** start of DOCUMENT EXTRACT **

The Ireland I grew up in overwhelmingly supported the dictum: ‘Spare the rod, spoil the child.’ Due to this misguided wisdom, many of my generation do not look back at an enchanted youth here, but rather one sadly overcast by the use of corporal punishment in Irish schools. How so many of us actually managed to rekindle a love of learning years later is an awesome tribute to the survival of the human spirit.

 

The State-sanctioned school punishments were usually meted out with the aid of a slender elongated object that bore a strong resemblance to crops and whips. And these beatings hurt so badly I still flinch and catch my breath when I witness an animal being subjected to a flogging today. That means I flinch and feel roused to anger and compassion for racehorses almost daily, as I catch sight of them being vigorously whipped to succeed.

 

It was not until 1974 that the cruel practice of corporal punishment in Irish schools was first given media attention. In August of that year Tony Kinsella, representing the Irish Union of School Students, spoke out against the practice and asked for it to end. Slowly, public opinion in Ireland shifted, but it took a further eight years (in 1982) before the Department of Education’s sanctioned approval of teachers liberally dispensing ‘six of the best’ was banned. The ban was finally enshrined as a criminal offence in 1996.

 

Irish society has undergone a magnificent shift in attitude from its earlier reliance on inflicting painful corporal punishment to a more compassionate rearing of its children. Now, thank goodness, children have legal protection for that human right of a childhood free from cruel and inhumane treatment.

 

But the gaze of the Irish public now needs to move toward the cruel and inhumane treatment of animals.

 

And foremost in my mind is the abhorrence of the whip in racing. That crop hurts; its purpose is to hurt.

 

I pointed out before just how long it took between those first public words on banning corporal punishment in schools in 1974 and its final establishment as a criminal offence in 1996. That comes to more than two decades. But the Protection of Animals Act in Ireland, which proclaims it an offence to beat an animal, goes even further back in time, to 1911.

** end of DOCUMENT EXTRACT **
** start of SUPPLIED MATERIAL **

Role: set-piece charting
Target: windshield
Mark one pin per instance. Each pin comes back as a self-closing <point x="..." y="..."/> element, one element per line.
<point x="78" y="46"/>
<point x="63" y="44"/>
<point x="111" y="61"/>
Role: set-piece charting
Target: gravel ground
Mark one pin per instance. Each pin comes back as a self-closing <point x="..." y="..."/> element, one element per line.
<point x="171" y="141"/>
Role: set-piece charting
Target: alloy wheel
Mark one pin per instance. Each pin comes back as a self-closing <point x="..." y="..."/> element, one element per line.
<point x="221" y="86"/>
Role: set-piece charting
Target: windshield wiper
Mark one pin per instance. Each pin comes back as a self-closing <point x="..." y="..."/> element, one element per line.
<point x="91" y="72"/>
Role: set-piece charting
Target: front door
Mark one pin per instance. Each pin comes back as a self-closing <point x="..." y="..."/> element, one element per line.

** end of SUPPLIED MATERIAL **

LIST OF TASKS
- a) Extract each line in the rows that contains the string "Target", and list those lines in their original order.
- b) Proceed with the essay on corporal punishment and the racing whip, starting right after its last sentence.

THE RESULTS
- a)
Target: windshield
Target: gravel ground
Target: alloy wheel
Target: windshield wiper
Target: front door

- b)
 

Yet here we are in 2019 with racehorses being flogged in our direct view and few humans seem to react to the sheer horror of this. I doubt if many are even aware that the 1911 Act is being violated right in front of them.

 

Back in April 2006, I was galvanised into expressing in print my dismay at the sight of a whip being held aloft in triumph over the exhausted face of the winning horse at that year’s Grand National. Of course, like so many other lone voices pleading for compassion and respect for animals, my published letter barely caused a ripple in changing race-viewers’ sensitivities toward horse whipping.

 

More recently, however, a whiff of change is in the air, of people generally becoming more empathetic and respectful of other forms of life. The vegan movement is founded on the conviction that animals must be extended the same rights to a life free from inhumane treatment as we humans insist upon.

 

With vegans’ compassion for animals being at the forefront of their campaign for a kinder, more egalitarian co-existence with all living forms, getting the whip out of racing seems a most obvious cause for it to support.

 

As a vegan supporter — interviewed for an article titled ‘March of the vegans’ by Katie Glass in the Sunday Times Magazine on 6 January — put it: “If you have the ability to feel pain and suffer … if you have a heart and a central nervous system, you are an equal. We have to reach out to people’s hearts. Animal rights are human rights.”

 

Hopefully, with the concerted effort of the vegan movement combined with that of the many animal welfare organisations, that ghastly symbol of pain-infliction and human dominance, the whip, will soon be banned from racing and indeed all other equestrian pursuits.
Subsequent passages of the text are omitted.